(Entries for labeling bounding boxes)

--------------------

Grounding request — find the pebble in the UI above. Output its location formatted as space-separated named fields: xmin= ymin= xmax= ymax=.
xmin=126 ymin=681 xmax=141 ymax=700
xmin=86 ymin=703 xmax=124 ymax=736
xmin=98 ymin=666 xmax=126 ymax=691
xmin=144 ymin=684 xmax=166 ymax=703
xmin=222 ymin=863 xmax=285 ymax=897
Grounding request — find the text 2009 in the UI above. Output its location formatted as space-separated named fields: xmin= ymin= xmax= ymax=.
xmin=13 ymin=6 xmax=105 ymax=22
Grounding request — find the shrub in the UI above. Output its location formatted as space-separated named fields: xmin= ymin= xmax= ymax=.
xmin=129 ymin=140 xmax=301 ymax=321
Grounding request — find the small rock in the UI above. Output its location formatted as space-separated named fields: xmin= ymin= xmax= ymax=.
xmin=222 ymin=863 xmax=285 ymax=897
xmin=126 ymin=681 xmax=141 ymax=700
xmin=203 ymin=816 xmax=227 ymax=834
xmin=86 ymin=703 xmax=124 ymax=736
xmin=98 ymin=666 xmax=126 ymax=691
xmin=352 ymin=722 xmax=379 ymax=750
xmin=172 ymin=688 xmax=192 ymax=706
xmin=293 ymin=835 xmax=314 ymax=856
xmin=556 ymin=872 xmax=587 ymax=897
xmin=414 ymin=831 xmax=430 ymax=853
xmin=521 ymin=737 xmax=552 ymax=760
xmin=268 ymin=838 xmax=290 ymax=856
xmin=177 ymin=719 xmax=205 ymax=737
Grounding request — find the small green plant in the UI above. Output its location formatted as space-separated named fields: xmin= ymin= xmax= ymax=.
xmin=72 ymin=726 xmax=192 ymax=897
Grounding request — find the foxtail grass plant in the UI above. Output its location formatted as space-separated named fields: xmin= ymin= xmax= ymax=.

--------------------

Format the lines above as a numbered list and omit any blank lines.

- Result:
1. Grounding request — find the pebble in the UI above. Output its location formatted as space-separated named fields: xmin= ymin= xmax= ymax=.
2. xmin=126 ymin=681 xmax=141 ymax=700
3. xmin=86 ymin=703 xmax=124 ymax=736
4. xmin=98 ymin=666 xmax=126 ymax=691
5. xmin=144 ymin=684 xmax=166 ymax=703
6. xmin=222 ymin=863 xmax=285 ymax=897
7. Grounding request — find the text 2009 in the UI above. Output its location formatted as space-separated named fields: xmin= ymin= xmax= ymax=.
8. xmin=13 ymin=6 xmax=105 ymax=22
9. Grounding request — find the shrub in the UI above. Output its location formatted as space-separated named fields: xmin= ymin= xmax= ymax=.
10. xmin=129 ymin=140 xmax=301 ymax=321
11. Grounding request — find the small rock in the UI above. Output its location formatted as space-separated named fields: xmin= ymin= xmax= ymax=.
12. xmin=222 ymin=863 xmax=285 ymax=897
13. xmin=126 ymin=681 xmax=141 ymax=700
14. xmin=203 ymin=816 xmax=227 ymax=834
15. xmin=86 ymin=703 xmax=124 ymax=736
16. xmin=98 ymin=666 xmax=126 ymax=691
17. xmin=352 ymin=722 xmax=379 ymax=750
18. xmin=172 ymin=688 xmax=192 ymax=706
19. xmin=293 ymin=835 xmax=314 ymax=856
20. xmin=556 ymin=872 xmax=587 ymax=897
21. xmin=414 ymin=831 xmax=430 ymax=853
22. xmin=521 ymin=737 xmax=552 ymax=760
23. xmin=268 ymin=838 xmax=290 ymax=856
24. xmin=177 ymin=719 xmax=205 ymax=737
25. Grounding request — find the small green plant in the UI above. Output its location formatted as space-separated named fields: xmin= ymin= xmax= ymax=.
26. xmin=72 ymin=726 xmax=192 ymax=897
27. Grounding request — find the foxtail grass plant in the UI above. Output its location formatted as space-separated named fields: xmin= ymin= xmax= ymax=.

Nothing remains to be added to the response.